• Working data:
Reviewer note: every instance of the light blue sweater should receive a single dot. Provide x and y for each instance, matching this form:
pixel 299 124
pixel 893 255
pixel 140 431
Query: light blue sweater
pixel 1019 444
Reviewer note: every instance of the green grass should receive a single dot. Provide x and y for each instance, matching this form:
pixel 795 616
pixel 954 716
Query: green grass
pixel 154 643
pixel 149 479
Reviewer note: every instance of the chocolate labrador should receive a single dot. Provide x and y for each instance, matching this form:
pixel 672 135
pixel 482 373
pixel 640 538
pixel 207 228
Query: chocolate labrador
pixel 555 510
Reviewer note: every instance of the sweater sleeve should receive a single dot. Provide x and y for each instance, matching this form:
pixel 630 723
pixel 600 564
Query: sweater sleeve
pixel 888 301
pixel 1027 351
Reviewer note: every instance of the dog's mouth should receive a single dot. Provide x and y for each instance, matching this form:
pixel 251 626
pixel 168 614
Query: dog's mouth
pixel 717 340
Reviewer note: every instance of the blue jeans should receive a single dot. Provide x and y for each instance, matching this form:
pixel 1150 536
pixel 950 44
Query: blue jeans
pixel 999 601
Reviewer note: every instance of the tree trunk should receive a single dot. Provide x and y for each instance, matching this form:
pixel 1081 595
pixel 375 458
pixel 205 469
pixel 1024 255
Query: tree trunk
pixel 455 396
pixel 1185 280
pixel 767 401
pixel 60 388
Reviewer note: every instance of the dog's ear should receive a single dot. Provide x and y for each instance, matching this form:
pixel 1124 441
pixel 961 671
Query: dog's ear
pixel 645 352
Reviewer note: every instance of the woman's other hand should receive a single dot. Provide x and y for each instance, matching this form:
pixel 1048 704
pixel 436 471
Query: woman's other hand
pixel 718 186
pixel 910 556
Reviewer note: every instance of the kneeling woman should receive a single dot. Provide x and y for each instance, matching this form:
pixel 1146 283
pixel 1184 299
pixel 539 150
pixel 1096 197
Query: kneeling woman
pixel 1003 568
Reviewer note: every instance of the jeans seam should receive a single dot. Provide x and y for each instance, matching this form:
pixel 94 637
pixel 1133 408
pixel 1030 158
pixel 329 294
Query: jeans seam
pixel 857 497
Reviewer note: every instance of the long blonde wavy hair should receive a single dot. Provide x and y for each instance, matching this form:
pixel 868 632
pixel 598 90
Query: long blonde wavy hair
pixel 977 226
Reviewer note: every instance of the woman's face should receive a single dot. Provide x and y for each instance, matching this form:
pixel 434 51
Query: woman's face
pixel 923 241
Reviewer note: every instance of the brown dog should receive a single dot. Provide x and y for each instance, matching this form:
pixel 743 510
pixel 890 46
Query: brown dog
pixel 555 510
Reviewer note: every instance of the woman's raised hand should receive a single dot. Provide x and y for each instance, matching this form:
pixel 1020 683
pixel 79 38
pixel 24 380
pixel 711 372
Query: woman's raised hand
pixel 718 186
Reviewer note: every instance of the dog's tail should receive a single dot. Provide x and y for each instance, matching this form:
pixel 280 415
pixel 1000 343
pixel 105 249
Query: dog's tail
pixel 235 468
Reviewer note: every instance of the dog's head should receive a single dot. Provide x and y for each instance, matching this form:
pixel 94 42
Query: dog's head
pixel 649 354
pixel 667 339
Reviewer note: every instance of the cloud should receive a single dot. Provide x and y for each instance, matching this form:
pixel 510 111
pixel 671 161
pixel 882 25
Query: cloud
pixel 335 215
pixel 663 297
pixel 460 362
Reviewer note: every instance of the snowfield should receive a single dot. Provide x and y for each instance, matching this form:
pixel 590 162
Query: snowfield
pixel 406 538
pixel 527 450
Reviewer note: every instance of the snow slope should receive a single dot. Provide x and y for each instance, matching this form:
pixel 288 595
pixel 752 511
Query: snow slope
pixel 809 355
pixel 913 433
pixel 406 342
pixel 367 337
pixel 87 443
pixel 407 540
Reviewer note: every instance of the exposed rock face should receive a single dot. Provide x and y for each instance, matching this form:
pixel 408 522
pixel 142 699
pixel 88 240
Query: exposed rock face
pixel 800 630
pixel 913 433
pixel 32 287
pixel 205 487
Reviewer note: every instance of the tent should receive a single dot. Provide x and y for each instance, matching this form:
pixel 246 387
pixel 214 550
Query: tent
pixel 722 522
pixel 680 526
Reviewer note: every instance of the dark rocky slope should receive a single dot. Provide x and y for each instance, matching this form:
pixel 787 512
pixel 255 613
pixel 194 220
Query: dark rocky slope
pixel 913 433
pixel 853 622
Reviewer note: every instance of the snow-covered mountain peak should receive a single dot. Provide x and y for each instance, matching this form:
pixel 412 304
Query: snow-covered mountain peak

• Directions for this task: Repeat every line of the data word for word until you have repeated the line that contains "pixel 672 135", which is the last one to include.

• Exercise response:
Reviewer note: every instance of the light blue sweater should receive a single dot. Provide x and y for each instance, matching this form:
pixel 299 124
pixel 893 255
pixel 140 431
Query: light blue sweater
pixel 1019 444
Reviewer note: every instance of the green grass should receive a single dot. Provide x and y for each instance, matching this form:
pixel 795 616
pixel 954 716
Query: green grass
pixel 154 643
pixel 149 479
Reviewer note: every instance of the chocolate labrador should receive a single dot. Provide x and y for each instance, matching this form:
pixel 672 135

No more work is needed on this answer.